*掲載本文:*
説明

超塑性マグネシウム合金材の製造方法

【課題】マグネシウム合金材の組織が微細結晶粒からなるマグネシウム合金材を簡便に得ることのできる超塑性マグネシウム合金材の製造方法を提供する。
【解決手段】マグネシウム合金を溶存気体濃度が0.01ml/ml以下の液体に浸漬し、その液体を伝達媒体としてマグネシウム合金に、好ましくは周波数18〜20KHz、振動振幅18〜42μmの超音波を印加する。

【発明の詳細な説明】
【技術分野】
【0001】
本発明は、超音波を利用したマグネシウム合金の結晶粒微細化に係るものであり、超塑性特性を発現するマグネシウム合金材の製造方法に関する。
【背景技術】
【0002】
金属材料は、一般に結晶粒が小さくなるほど強度、靱性、振動減衰性および耐食性が大きくなることが知られている。その結晶粒を数μm以下にすると超塑性現象が発現し、常温では高強度を実現しながら特定の加熱条件下で延性が飛躍的に向上する。
超塑性の定義は、一般に、「多結晶材料の引張変形において、変形応力が高い歪み依存性を示し、局部収縮を生じることなく数百%以上の巨大な伸びを示す現象」とされており、具体的には、等軸状で10μm以下の小さな結晶粒を有する材料が絶対温度で表される融点の1/2以上の温度に加熱した条件下で歪み速度10−4/s程度で変形したとき、10MPa以下の低い変形応力で巨大な伸びを発現すると言われている。ただし、工業生産で要求される歪み速度は10−2/s程度であり、この歪み速度で300%以上の伸びを示す条件を満たす場合は高速超塑性と呼ばれる。
【0003】
鉄鋼材料および非鉄金属材料の結晶粒微細化方法としては、結晶粒の成長抑制元素を添加する方法、圧延加工と熱処理の組み合わせで変態、析出、再結晶を利用する方法、強せん断加工を加える方法、などが知られている(例えば、特許文献1、特許文献2、特許文献3、特許文献4参照)。
強せん断加工を加える方法は、加工後に熱処理を施して再結晶組織にする場合も多く、この場合には圧延加工と熱処理の組み合わせで変態、析出、再結晶を利用する方法と結晶粒微細化の原理が近似しており、同種の方法と見なすこともできる。なお、加熱下で強せん断加工を加えると加工後に熱処理を施さなくても再結晶組織が得られるが、そのような現象は動的再結晶と呼ぶ。
【0004】
鉄鋼材料は、圧延加工と熱処理の組み合わせで変態、析出、再結晶を利用する方法が有効で、実験室規模で1μm未満の微細結晶粒組織が得られているが、大量生産に対応するためには、如何に工程を簡素化できるかが課題となっている。

*提供データ:*

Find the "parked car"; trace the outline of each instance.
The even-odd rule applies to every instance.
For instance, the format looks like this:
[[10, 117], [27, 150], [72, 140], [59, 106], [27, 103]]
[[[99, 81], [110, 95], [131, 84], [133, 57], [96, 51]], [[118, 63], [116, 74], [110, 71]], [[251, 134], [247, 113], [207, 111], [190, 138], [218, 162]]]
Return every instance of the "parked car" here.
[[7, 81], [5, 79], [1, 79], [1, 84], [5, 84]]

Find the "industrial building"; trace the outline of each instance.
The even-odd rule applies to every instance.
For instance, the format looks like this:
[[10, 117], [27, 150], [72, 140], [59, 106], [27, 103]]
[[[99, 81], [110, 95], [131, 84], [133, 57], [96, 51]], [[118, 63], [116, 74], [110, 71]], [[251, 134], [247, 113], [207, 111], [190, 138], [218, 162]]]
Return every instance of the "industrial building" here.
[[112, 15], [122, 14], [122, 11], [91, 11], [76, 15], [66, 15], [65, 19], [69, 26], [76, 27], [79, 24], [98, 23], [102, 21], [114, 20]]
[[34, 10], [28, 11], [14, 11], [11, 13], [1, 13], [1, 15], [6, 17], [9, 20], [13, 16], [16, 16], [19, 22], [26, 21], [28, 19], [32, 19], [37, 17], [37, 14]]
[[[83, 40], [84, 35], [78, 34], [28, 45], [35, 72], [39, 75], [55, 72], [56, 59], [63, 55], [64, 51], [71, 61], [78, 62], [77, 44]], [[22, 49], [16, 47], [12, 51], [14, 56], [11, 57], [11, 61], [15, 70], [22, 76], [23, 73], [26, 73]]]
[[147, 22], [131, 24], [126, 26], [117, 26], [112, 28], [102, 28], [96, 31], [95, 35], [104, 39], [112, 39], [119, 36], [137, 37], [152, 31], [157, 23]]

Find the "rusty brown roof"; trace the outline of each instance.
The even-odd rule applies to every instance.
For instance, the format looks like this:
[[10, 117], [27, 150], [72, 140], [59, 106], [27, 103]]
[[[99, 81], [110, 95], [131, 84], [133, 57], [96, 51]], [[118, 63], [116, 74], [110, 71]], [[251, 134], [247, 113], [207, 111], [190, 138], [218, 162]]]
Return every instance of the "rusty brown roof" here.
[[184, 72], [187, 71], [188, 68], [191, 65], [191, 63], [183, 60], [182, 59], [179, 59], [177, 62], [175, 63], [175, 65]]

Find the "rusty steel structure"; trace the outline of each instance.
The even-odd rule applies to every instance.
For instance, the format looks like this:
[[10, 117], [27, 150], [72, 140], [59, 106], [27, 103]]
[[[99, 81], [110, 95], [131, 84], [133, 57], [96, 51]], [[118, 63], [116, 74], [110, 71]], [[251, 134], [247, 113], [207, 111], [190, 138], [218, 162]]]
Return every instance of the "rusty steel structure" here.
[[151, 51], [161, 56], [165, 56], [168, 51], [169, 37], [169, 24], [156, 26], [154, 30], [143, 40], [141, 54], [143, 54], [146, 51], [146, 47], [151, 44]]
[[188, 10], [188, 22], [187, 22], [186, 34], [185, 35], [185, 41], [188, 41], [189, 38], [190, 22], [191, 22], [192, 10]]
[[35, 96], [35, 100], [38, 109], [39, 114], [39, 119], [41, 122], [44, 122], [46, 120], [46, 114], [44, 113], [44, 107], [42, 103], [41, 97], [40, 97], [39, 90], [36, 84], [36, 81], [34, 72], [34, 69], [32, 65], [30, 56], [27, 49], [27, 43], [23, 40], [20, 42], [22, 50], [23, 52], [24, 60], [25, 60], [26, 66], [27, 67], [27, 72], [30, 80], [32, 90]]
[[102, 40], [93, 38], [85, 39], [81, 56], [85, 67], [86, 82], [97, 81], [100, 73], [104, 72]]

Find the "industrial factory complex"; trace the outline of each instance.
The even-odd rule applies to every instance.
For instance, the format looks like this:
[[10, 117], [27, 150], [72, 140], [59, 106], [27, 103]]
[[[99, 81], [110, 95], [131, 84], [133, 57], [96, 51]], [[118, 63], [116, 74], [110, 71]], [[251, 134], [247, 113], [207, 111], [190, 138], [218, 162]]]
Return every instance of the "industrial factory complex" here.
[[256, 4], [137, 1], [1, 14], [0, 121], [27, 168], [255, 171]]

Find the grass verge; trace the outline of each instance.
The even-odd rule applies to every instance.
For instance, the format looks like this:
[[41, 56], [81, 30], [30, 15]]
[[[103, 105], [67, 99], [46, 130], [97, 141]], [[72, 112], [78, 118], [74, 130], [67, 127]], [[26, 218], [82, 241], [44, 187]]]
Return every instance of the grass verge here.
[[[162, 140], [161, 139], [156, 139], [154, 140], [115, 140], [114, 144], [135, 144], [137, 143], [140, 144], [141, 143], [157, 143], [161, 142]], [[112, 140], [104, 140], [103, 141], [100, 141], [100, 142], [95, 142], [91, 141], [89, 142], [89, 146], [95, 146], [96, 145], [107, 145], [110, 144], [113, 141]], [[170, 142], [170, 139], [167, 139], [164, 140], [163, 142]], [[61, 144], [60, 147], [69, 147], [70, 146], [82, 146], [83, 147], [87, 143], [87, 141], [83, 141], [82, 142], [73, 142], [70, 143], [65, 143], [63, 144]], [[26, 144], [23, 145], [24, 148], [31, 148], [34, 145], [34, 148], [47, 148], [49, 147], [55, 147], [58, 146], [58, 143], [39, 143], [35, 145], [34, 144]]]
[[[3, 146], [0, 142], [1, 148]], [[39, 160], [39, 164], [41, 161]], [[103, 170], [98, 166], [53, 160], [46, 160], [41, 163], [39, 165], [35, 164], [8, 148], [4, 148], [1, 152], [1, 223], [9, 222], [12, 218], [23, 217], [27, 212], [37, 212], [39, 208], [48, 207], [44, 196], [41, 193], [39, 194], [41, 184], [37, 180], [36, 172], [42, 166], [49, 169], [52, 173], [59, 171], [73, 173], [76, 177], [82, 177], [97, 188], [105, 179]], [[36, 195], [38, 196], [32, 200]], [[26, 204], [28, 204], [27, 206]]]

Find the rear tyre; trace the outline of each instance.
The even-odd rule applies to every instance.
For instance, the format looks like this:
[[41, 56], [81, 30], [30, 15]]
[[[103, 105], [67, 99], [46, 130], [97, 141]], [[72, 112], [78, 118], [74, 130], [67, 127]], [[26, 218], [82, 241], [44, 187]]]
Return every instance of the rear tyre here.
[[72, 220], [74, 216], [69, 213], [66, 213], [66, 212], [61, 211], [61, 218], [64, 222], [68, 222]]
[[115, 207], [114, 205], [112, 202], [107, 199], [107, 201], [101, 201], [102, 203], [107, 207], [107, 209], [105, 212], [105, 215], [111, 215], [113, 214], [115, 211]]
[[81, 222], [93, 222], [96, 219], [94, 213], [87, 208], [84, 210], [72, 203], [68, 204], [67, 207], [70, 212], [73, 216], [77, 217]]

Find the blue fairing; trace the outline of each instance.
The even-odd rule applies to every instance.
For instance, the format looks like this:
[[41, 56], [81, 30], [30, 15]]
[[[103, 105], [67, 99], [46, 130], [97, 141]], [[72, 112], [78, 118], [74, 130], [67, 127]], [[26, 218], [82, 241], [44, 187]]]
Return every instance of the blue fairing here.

*作業指示 A:*
上の本文に基づき、次の問いに答えよ。
(i) 超音波を印加する際、マグネシウム合金を浸漬する液体の溶存気体濃度はいくら以下とされているか。
(ii) 加熱下で強せん断加工を加え、加工後に熱処理を施さなくても再結晶組織が得られる現象は何と呼ばれるか。
(iii) 鉄鋼材料について、実験室規模で得られている微細結晶粒組織の大きさはどの程度か。
*作業指示 B:*
次の各記述が上の本文と一致するかを、はい・いいえで判定せよ。判断の根拠となる本文の語句も原文どおりに引用すること。
(i) 結晶粒を数μm以下にすると超塑性現象が発現する。
(ii) 鉄鋼材料の結晶粒微細化では、大量生産への対応がすでに解決済みである。
(iii) 金属材料は一般に、結晶粒が小さくなるほど耐食性が小さくなる。
*作業指示 C:*
上の本文のうち、「超塑性の定義は、一般に、「多」から「うな現象は動的再結晶と呼ぶ。」までの箇所を一字も変えずに書き写してください。

*想定出力 A:*
(i) 0.01ml/ml以下
(ii) 動的再結晶
(iii) 1μm未満

*想定出力 B:*
(i) はい。「その結晶粒を数μm以下にすると超塑性現象が発現し」
(ii) いいえ。「大量生産に対応するためには、如何に工程を簡素化できるかが課題となっている」
(iii) いいえ。「結晶粒が小さくなるほど強度、靱性、振動減衰性および耐食性が大きくなることが知られている」

*想定出力 C:*
超塑性の定義は、一般に、「多結晶材料の引張変形において、変形応力が高い歪み依存性を示し、局部収縮を生じることなく数百%以上の巨大な伸びを示す現象」とされており、具体的には、等軸状で10μm以下の小さな結晶粒を有する材料が絶対温度で表される融点の1/2以上の温度に加熱した条件下で歪み速度10−4/s程度で変形したとき、10MPa以下の低い変形応力で巨大な伸びを発現すると言われている。ただし、工業生産で要求される歪み速度は10−2/s程度であり、この歪み速度で300%以上の伸びを示す条件を満たす場合は高速超塑性と呼ばれる。
【0003】
鉄鋼材料および非鉄金属材料の結晶粒微細化方法としては、結晶粒の成長抑制元素を添加する方法、圧延加工と熱処理の組み合わせで変態、析出、再結晶を利用する方法、強せん断加工を加える方法、などが知られている(例えば、特許文献1、特許文献2、特許文献3、特許文献4参照)。
強せん断加工を加える方法は、加工後に熱処理を施して再結晶組織にする場合も多く、この場合には圧延加工と熱処理の組み合わせで変態、析出、再結晶を利用する方法と結晶粒微細化の原理が近似しており、同種の方法と見なすこともできる。なお、加熱下で強せん断加工を加えると加工後に熱処理を施さなくても再結晶組織が得られるが、そのような現象は動的再結晶と呼ぶ。